-- START OF Supplied data --

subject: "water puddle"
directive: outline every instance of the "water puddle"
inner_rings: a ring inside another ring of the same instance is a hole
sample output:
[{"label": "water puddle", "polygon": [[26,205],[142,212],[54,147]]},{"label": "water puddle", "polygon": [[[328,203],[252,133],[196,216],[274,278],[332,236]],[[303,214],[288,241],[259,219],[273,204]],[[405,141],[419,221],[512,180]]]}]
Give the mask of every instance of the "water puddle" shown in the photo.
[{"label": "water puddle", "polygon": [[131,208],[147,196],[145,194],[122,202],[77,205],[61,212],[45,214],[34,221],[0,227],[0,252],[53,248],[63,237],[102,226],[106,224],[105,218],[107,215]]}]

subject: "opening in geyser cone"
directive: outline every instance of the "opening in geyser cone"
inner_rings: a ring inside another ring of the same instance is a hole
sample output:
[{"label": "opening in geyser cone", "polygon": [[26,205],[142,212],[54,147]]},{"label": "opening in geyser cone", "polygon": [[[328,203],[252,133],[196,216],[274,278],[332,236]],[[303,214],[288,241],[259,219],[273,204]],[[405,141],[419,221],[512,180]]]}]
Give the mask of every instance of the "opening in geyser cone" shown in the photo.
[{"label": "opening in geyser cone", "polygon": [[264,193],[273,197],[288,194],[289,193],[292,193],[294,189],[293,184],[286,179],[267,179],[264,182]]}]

-- END OF Supplied data --
-- START OF Supplied data --

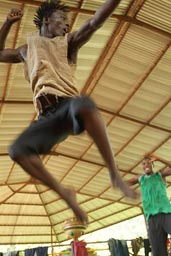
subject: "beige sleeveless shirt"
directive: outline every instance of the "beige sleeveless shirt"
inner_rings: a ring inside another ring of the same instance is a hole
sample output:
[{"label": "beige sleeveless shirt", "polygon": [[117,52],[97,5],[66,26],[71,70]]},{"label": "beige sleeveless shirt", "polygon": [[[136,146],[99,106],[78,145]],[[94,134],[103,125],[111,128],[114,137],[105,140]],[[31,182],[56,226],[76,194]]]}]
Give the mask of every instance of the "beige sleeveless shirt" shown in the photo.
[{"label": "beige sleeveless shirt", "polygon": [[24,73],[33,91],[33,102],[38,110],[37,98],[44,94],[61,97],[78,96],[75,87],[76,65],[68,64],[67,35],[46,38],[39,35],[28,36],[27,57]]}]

-- END OF Supplied data --
-- START OF Supplied data --

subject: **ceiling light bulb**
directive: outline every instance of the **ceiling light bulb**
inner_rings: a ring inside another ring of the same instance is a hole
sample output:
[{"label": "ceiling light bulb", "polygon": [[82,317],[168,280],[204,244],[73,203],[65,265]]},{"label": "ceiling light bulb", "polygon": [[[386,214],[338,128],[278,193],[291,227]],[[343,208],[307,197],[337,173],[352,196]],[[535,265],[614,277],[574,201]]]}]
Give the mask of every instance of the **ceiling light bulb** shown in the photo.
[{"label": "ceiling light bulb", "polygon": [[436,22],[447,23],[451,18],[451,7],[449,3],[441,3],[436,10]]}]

-- END OF Supplied data --

[Aim]: Copy every line of the items above that contains the string "cone". Matching is case-sensitive.

[Task response]:
subject: "opening in geyser cone"
directive: outline every instance of the "opening in geyser cone"
[{"label": "opening in geyser cone", "polygon": [[26,205],[142,212],[54,147]]},{"label": "opening in geyser cone", "polygon": [[[328,203],[252,133],[196,216],[274,278],[332,236]],[[303,214],[288,241],[259,219],[273,204]],[[405,141],[419,221],[512,180]]]}]
Give the mask of every instance of the "opening in geyser cone" shown in the photo.
[{"label": "opening in geyser cone", "polygon": [[264,193],[273,197],[288,194],[289,193],[292,193],[294,189],[293,184],[286,179],[267,179],[264,182]]}]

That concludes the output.